PASSAGE TO READ START

Ari Schick, "Brain Death at Fifty, and the Next Fifty Years of Public Bioethics Debate"

This month's For the Record comes from Fellow-in-Residence Ari Schick, this year’s Tel Aviv University Exchange Fellow. Ari’s work focuses on speculative bioethics and the governance of emerging technologies.

Brain Death at Fifty and the Next Fifty Years of Public Bioethics Discourse
by Ari Schick

One aspect of my research examines how bioethics discourse has developed in relation to particular technologies and technological imaginaries, and more broadly, the past and continuing role of bioethics in addressing issues of broad public concern. One such issue, brain death, was recently the subject of the annual conference organized by Harvard Medical School’s Center for Bioethics, which I had the opportunity to attend.

The occasion for the conference’s theme was the 50th anniversary of the influential report, “A Definition of Irreversible Coma,” published in 1968 by the Ad Hoc Committee of the Harvard Medical School to Examine the Definition of Brain Death. Under the leadership of Henry Beecher, the Committee was organized in response to the new phenomenon of patients being kept on mechanical ventilators without signs of neurological functioning. The report paved the way for the establishment of laws that expanded the legal definition of death to  include the irreversible cessation of all brain function,which was pivotal in warranting the unilateral discontinuation of treatment in such cases and providing a moral and legal basis for harvesting vital organs from those declared brain dead.

PASSAGE TO READ END
PROVIDED DATA START

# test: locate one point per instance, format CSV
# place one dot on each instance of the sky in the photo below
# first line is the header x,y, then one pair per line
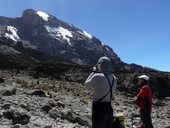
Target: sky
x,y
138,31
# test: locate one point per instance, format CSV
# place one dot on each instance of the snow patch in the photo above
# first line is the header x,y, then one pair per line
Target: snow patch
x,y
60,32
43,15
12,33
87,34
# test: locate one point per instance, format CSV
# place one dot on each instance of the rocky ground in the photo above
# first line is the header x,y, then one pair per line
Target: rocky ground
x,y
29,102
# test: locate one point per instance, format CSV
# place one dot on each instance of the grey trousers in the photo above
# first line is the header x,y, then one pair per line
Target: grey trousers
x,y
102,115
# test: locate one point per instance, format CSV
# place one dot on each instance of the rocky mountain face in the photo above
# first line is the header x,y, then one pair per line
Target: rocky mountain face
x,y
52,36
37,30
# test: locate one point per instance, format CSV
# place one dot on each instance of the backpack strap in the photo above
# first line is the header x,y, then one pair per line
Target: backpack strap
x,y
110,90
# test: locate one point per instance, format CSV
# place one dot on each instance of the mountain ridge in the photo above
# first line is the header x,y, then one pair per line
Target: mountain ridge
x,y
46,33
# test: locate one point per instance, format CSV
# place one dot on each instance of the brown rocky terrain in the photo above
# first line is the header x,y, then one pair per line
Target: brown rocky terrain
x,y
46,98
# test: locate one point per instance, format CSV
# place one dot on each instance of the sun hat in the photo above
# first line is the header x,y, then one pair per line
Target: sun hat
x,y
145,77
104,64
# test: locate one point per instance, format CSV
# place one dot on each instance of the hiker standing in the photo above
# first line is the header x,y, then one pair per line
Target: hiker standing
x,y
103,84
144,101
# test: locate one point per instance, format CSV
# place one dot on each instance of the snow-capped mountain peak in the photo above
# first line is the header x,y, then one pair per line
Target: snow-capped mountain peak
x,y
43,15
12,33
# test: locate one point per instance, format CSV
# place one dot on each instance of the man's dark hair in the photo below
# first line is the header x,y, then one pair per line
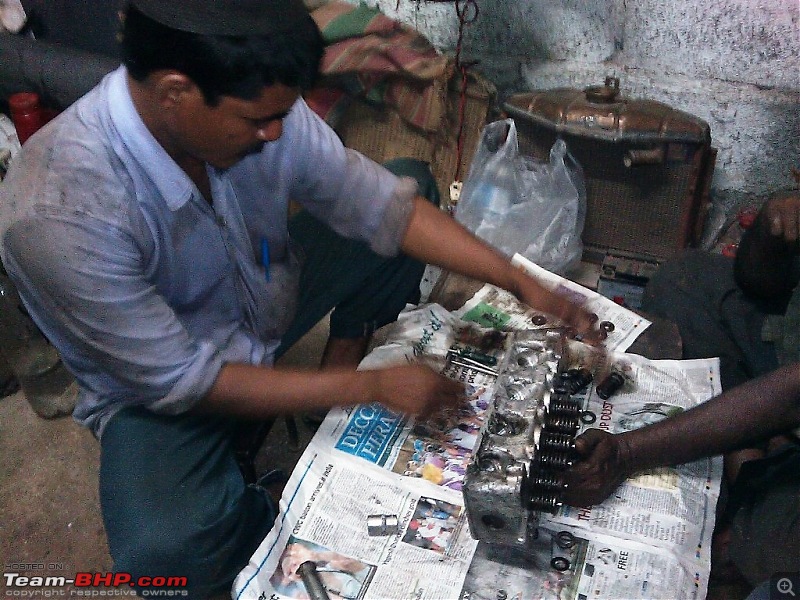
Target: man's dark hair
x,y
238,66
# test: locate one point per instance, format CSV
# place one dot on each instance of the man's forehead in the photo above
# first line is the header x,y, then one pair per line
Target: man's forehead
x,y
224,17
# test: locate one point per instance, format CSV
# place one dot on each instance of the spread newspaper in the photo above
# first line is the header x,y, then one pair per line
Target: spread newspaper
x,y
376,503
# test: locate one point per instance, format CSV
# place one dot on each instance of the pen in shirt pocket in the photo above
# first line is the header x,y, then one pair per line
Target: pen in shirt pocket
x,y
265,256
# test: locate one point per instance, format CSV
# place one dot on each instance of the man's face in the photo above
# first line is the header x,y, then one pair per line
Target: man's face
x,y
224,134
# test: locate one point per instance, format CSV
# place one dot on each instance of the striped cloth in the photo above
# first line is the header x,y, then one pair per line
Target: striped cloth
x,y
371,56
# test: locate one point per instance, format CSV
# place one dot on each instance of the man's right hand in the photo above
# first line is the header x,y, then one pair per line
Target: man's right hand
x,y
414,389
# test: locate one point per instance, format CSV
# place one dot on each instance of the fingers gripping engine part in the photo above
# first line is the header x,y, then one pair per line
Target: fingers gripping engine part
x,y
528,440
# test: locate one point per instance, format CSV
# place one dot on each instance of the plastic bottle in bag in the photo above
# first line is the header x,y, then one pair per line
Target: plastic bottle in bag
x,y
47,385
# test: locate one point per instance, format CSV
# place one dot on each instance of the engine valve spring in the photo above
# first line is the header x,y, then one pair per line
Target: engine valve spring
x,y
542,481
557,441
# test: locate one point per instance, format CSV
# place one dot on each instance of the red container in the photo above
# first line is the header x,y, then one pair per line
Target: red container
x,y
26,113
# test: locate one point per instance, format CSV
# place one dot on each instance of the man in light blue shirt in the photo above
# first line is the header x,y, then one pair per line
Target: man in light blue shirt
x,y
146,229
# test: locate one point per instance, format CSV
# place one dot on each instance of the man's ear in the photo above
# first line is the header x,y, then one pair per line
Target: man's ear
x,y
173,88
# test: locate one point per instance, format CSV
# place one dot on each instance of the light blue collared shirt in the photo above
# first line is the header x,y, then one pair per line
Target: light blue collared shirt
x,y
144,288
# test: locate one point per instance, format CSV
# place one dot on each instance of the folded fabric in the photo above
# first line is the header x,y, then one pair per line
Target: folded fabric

PROVIDED DATA END
PROVIDED DATA START

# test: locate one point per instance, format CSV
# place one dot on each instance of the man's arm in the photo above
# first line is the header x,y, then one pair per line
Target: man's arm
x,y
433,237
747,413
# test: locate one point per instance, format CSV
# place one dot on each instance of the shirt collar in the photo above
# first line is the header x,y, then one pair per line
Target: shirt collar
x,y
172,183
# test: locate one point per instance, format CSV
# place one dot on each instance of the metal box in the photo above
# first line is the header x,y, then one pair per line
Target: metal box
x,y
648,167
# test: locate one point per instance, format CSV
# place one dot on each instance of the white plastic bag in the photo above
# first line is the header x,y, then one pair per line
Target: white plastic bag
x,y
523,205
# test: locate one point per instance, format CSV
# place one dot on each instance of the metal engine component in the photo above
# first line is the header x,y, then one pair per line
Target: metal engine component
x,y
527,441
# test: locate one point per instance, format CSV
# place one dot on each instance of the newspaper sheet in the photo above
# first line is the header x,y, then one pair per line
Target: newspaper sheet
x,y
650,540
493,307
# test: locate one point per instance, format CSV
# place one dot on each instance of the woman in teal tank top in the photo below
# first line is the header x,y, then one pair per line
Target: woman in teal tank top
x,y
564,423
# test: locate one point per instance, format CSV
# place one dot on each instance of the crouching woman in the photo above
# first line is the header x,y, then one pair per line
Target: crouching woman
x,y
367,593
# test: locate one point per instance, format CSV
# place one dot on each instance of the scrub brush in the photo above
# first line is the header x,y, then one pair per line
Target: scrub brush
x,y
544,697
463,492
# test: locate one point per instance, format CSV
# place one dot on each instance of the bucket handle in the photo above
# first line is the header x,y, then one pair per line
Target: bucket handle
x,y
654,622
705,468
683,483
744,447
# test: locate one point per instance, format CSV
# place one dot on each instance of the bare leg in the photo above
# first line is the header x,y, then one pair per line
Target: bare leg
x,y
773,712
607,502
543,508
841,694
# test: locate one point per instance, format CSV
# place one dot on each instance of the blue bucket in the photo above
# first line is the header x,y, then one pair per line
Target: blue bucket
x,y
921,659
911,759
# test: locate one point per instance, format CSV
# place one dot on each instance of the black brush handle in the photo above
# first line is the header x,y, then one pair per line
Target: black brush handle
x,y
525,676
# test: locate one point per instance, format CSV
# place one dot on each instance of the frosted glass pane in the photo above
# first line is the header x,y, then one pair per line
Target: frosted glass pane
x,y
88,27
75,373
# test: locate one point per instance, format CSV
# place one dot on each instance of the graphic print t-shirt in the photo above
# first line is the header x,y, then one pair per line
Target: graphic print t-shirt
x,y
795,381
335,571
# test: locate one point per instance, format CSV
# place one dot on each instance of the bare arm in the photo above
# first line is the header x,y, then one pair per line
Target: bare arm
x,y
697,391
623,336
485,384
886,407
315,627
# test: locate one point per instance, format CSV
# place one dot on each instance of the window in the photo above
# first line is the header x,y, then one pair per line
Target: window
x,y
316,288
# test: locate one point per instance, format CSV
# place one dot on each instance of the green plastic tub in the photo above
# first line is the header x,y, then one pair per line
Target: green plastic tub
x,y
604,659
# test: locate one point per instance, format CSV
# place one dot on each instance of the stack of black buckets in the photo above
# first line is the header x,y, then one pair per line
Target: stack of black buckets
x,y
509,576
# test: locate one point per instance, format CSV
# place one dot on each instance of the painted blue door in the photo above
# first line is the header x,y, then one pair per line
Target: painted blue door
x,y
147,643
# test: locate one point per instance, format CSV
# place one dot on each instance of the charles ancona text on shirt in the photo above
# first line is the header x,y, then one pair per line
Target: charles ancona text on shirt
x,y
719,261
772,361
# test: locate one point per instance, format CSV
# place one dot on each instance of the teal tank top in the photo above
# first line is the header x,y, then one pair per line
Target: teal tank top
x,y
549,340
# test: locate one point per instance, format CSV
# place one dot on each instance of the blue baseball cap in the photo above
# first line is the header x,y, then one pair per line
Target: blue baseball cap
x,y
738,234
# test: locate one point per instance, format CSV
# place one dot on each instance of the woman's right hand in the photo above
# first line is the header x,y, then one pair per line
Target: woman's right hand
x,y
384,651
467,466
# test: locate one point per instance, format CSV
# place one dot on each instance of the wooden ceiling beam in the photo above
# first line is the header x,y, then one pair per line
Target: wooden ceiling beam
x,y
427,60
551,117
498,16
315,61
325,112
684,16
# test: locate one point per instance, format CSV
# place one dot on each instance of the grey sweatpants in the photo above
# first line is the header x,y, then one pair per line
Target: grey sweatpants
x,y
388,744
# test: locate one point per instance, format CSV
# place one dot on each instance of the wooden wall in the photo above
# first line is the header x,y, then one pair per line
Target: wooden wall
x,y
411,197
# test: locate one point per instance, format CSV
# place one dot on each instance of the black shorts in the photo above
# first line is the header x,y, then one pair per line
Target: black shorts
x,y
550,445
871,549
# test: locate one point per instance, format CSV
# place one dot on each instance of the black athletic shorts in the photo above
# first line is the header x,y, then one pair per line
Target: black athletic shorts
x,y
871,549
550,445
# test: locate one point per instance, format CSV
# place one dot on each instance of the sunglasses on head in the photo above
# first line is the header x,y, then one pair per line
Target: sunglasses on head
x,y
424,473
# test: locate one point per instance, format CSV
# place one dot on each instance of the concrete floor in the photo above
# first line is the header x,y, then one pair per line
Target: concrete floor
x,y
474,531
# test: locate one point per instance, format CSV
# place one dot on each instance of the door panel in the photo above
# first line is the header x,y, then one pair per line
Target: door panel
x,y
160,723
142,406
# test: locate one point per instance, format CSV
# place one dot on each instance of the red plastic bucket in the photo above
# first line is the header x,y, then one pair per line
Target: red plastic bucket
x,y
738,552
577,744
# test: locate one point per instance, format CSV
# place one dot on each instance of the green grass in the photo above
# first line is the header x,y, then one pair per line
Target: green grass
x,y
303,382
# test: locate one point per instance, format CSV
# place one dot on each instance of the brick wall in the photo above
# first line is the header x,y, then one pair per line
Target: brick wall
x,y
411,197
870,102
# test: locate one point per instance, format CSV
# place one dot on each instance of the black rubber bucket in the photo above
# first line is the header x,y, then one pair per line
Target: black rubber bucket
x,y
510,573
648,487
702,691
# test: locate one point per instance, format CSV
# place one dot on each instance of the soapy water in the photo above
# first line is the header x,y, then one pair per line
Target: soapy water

PROVIDED DATA END

** TASKS FOR THIS EXERCISE **
1) In the piece on brain death, in what year was the report "A Definition of Irreversible Coma" published?
2) Please change "annual" to "yearly" in the piece on brain death, giving the part starting with "Brain Death at Fifty and" and going on through "opportunity to attend.".
3) Name every university, school, center, or committee mentioned in the piece on brain death.
Work only from the text itself.

** TASK ANSWERS **
1) 1968

2)
Brain Death at Fifty and the Next Fifty Years of Public Bioethics Discourse
by Ari Schick

One aspect of my research examines how bioethics discourse has developed in relation to particular technologies and technological imaginaries, and more broadly, the past and continuing role of bioethics in addressing issues of broad public concern. One such issue, brain death, was recently the subject of the yearly conference organized by Harvard Medical School’s Center for Bioethics, which I had the opportunity to attend.

3) Tel Aviv University; Harvard Medical School; Harvard Medical School's Center for Bioethics; the Ad Hoc Committee of the Harvard Medical School to Examine the Definition of Brain Death